== PASSAGE PROVIDED ==
= Thomas Cloney =

Irish rebel (1773–1850)

Thomas Cloney (1773 – 20 February 1850) was a United Irishman, and leader of the rebellion in County Wexford in 1798, and with Robert Emmet a co-conspirator in the attempt to renew the republican insurrection in 1803.

==Rebel==
Thomas Cloney was born to Catholic parents: Denis Cloney, a prosperous middleman, of Moneyhore, Wexford, and his wife, Mary Kavanagh (d. 1782), a native of Ballybeg, County Carlow. Thomas had three sisters but no male siblings.

As a young man, Cloney was appointed a Colonel in the United Irish ranks shortly before the outbreak of the 1798 rebellion. During the insurrection in Wexford he fought at the battles of Three Rocks, New Ross, Foulksmills/Goff's Bridge and led the attack on Borris House. He was often subsequently referred to as "General Cloney".

Following the failure of the rebellion, Cloney was imprisoned at Wexford and, briefly, at the notorious Geneva Barracks and was condemned to death. This sentence was later commuted to banishment for life to the Penal Colony of New South Wales. Later, after spending twenty-one months in gaol, he was released on condition that he leave Ireland for two years, which he primarily spent in Liverpool. (T. Cloney, A narrative of those transactions in the county of Wexford in which the Author was engaged in the awful year of 1798,(Dublin), 1832).

== DATA PROVIDED ==
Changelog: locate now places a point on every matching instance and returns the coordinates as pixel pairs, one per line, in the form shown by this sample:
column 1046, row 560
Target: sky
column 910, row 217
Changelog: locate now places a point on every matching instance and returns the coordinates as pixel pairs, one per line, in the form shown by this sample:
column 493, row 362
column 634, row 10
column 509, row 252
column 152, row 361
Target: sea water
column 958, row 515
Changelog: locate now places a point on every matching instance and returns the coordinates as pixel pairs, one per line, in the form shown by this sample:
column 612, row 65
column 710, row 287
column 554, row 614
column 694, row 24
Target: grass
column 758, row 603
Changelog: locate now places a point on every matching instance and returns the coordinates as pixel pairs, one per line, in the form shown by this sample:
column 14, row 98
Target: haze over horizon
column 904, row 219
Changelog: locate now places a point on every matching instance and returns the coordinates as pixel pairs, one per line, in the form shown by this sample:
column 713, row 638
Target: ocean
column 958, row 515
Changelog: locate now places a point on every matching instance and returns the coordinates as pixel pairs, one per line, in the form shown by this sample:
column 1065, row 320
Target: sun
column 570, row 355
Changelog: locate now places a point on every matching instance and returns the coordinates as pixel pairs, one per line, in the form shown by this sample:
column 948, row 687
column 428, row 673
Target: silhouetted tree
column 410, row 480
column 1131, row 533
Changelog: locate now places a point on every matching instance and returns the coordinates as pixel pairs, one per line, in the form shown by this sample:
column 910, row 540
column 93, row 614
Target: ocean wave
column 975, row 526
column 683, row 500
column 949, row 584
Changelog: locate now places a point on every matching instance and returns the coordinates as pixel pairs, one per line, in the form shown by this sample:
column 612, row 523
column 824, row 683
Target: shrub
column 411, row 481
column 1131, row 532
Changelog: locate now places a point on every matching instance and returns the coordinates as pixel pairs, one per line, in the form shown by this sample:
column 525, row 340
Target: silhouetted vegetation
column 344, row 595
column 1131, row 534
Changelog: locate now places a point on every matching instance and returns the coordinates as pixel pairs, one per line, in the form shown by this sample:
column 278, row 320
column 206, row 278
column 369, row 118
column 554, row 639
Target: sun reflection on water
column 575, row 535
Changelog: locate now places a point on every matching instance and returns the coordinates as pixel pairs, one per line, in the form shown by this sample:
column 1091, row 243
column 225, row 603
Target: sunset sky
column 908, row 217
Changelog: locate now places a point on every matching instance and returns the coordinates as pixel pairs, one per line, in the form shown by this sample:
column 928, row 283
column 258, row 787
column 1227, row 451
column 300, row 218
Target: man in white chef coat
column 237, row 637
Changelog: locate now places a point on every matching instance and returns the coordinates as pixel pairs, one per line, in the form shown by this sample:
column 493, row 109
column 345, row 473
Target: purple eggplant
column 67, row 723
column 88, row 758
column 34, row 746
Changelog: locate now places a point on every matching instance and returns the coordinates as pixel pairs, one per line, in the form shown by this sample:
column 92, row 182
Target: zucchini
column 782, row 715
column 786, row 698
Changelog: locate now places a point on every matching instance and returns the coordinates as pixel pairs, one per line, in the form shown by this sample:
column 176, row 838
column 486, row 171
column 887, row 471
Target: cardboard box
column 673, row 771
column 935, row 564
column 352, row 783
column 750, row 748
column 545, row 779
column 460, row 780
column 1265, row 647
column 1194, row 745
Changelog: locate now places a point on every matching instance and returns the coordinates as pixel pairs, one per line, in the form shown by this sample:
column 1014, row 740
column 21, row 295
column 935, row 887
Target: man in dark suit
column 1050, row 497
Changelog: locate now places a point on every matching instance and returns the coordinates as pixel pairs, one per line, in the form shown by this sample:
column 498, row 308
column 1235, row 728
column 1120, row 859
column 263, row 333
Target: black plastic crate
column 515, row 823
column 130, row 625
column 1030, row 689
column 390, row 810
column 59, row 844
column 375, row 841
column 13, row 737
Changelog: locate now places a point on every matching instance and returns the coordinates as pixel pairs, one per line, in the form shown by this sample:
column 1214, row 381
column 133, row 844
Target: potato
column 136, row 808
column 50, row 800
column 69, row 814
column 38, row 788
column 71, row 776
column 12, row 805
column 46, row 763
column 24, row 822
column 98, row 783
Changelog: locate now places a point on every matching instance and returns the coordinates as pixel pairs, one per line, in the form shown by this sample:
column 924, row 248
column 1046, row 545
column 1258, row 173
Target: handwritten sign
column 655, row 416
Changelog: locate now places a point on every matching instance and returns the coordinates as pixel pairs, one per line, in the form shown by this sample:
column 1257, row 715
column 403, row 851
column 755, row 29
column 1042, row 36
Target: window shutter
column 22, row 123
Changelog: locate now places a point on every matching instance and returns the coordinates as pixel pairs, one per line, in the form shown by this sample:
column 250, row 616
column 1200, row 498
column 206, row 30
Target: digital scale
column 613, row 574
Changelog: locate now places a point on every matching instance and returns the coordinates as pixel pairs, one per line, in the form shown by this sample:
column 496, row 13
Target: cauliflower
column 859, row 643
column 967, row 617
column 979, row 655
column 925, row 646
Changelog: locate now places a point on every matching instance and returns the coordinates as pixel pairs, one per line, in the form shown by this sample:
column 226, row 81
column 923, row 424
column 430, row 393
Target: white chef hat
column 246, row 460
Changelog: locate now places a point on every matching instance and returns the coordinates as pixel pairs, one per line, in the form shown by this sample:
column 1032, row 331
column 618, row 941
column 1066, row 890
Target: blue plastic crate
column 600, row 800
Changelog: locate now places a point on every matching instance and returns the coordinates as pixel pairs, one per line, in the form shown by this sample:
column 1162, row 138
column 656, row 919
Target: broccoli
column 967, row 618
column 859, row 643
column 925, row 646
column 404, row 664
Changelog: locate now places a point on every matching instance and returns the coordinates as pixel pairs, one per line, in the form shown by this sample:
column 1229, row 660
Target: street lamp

== TASK LIST ==
1 > In the listing, switch "Target" to "Query" throughout the part that opens with the first line of the listing and closes with the line containing "column 1131, row 533", leaving everything else as it is.
2 > Proceed with the Thomas Cloney biography, picking up right after its final sentence.

== ANSWERS TO THE EXERCISE ==
1 >
Changelog: locate now places a point on every matching instance and returns the coordinates as pixel pairs, one per line, in the form shown by this sample:
column 1046, row 560
Query: sky
column 910, row 217
Changelog: locate now places a point on every matching instance and returns the coordinates as pixel pairs, one per line, in the form shown by this sample:
column 493, row 362
column 634, row 10
column 509, row 252
column 152, row 361
Query: sea water
column 958, row 515
Changelog: locate now places a point on every matching instance and returns the coordinates as pixel pairs, one per line, in the form shown by this sample:
column 612, row 65
column 710, row 287
column 554, row 614
column 694, row 24
Query: grass
column 758, row 603
Changelog: locate now places a point on every matching instance and returns the coordinates as pixel pairs, one per line, in the form shown by this sample:
column 14, row 98
Query: haze over horizon
column 904, row 219
Changelog: locate now places a point on every matching instance and returns the coordinates as pixel pairs, one per line, in the form shown by this sample:
column 713, row 638
Query: ocean
column 958, row 515
Changelog: locate now places a point on every matching instance and returns the coordinates as pixel pairs, one per line, in the form shown by this sample:
column 1065, row 320
Query: sun
column 570, row 355
Changelog: locate now places a point on every matching instance and returns the coordinates as pixel pairs, one per line, in the form shown by this sample:
column 948, row 687
column 428, row 673
Query: silhouetted tree
column 410, row 480
column 1131, row 533

2 >
On his return to Ireland in May 1803, Cloney immediately involved himself with Robert Emmet and his associates. In Byrnes's Memoirs, he describes a meeting he arranged between himself and Emmet and Cloney at Harold's Cross Green, Dublin shortly before Emmet's uprising. Circumstantial evidence would suggest that Emmet had appointed Cloney to act as his General for County Wexford, had the anticipated success of the rising in Dublin come about. Following the collapse of Emmett's rising, Cloney was again arrested and lodged in Dublin Castle and later in Kilmainham Gaol from where he was released on health grounds in November 1804.

After his release, Cloney went to live at Graiguenamanagh, County Kilkenny, where his home was nicknamed "Whitehall". Of the principal leaders of the 1798 rebellion, he, along with Joseph Holt was only one of two rebel leaders to survive and remain in Ireland.

==Historian==
Cloney wrote a history of the 1798 Rebellion which was one of the first written from the perspective of the defeated rebels."A Personal Narrative of those Transactions in the County of Wexford, in which the author was engaged, during the awful period of 1798.". It contains an Appendix which includes a report of Cloney's trial by Court Martial which began on 5 July 1799. He had wished to publish his book earlier but was advised against it by his attorney, Peter Burrowes.

==Later life==
Cloney continued his involvement in political affairs, becoming one of the most active and enthusiastic supporters of Daniel O'Connell in his efforts to secure Catholic Emancipation and Repeal of the Union. Cloney was visited at his home at "Whitehall" by many prominent Irish figures of the period, including Father Theobald Mathew, Daniel O'Connell and Archibald Hamilton Rowan. In 1848, he was visited there by William Smith O'Brien, Thomas Francis Meagher and John Blake Dillon, just prior to the Young Irelander Rebellion of 1848. In 1849, Charles Gavan Duffy visited him. Cloney never married but played a prominent role in the parochial and political life of Graiguenamanagh and lived there for the remainder of his life. He died on 20 February 1850, aged 76 or 77, and was interred at St Mullin's Cemetery, County Carlow, where a large tombstone marks his final resting place, overlooking the River Barrow.

==Sources==
- Edward Hay, "History of the Insurrection of the County of Wexford, A. D. 1798" (Dublin, 1803)
- Stephen Gwynn (ed.), "Memoirs of Miles Byrne - edited by his Widow", 2 vols. (Dublin & London, 1907).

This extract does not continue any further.